PROVIDED TEXT -
•••••

Jan Jirásek: Parallel Worlds
Navona Records

On Parallel Worlds, the alliance formed between composer and performer benefits both parties to the greatest imaginable degree: the music by Czech composer Jan Jirásek (b. 1955) is enhanced by the authoritative performances of the Czech children's choir JITRO (‘daybreak' in Czech), while the choir likewise benefits in being handed such wonderful material to sing. With the presentation largely restricted to vocals (two of the four pieces include piano and percussion), the music assumes a somewhat timeless quality; shorn of instruments that could tie it to a specific era, Jirásek's material sounds as if it might have been written centuries ago as much as last year. Some ‘modern' touches do identify it as material of recent vintage, specifically things such as vocal glissandos, the use of scissors on one setting, and subtle deviations from conventional tonality, but the material just as easily aligns itself to works associated with the Renaissance and Medieval traditions; certainly, the presence of chant-like melodies in Missa Propria and Si, Vis, Amari, Ama draws a connecting line from his music to Gregorian chant and liturgical music. Similarly, while the pieces on Parallel Worlds, all four of which were recorded at the Municipal Music Hall in the Czech Republic between 2010 and 2015, would sound fine performed in a concert hall, their more natural home would be a church, particularly one distinguished by rich acoustics where the majestic quality of the choir's vocalizing would be allowed to blossom.

•••••

Records from a data source:
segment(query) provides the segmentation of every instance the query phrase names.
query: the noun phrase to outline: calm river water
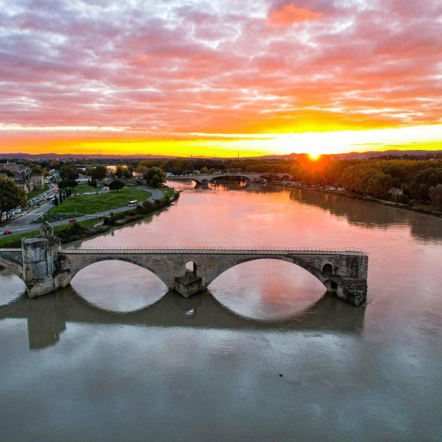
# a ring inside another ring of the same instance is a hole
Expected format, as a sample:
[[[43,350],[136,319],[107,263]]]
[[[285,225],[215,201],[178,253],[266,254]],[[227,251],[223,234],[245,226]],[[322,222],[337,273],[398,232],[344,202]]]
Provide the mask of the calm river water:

•••••

TASKS TO CARRY OUT -
a) In the Parallel Worlds review, where were all four pieces recorded?
b) Extend the Parallel Worlds review by writing what comes after its last sentence.
These records were taken from a separate source.

ANSWERS BY TASK -
a) At the Municipal Music Hall in the Czech Republic.

b)
Also a teacher, who's taught composition at universities in Europe and the USA, and an award-winning film composer, Jirásek has seen his works performed throughout the world since 1989. Though Parallel Worlds is almost a purely vocal-based recording, he's also written instrumental material, including the string quartet Fragile Balance/Letter to Heaven and Bread and Circuses, a ‘recomposition' for six percussionists that draws upon Bach and Carl Orff. Led by conductor Jirí Skopal since 1977 and accompanied by pianist Michael Chrobák, JITRO features thirty choir members hailing from the Czech Republic and selected from over 350 children (ranging in age from five to nineteen) in six preparatory ensembles. Internationally celebrated, the vocal group has toured the USA, Japan, China, and Europe, released more than thirty recordings, and received thirty-two first prizes in international competitions between 1988 and 2015. The ties between Jirásek and JITRO run deep: the composer first met Prof. Skopal in 1975 as his student and today is regarded by JITRO as its resident composer.

The first of two a cappella works, Missa Propria provides a powerful early showcase for the choir's pure, silvery textures. As the vocals overlap during the work's eerily haunting “Kyrie eleison,” the dramatic music alternates between diatonic and chromatic tonalities as it ascends heavenward, growing ever more glorious and supplicating with each pass. Downturning glissandos imbue “Gloria. Miserere. Gloria.” with a modern air, the setting otherwise a remarkable instance of the group's polyphonic artistry, while the dynamic “Credo. Agnus Dei.” presents the work's most high-powered singing.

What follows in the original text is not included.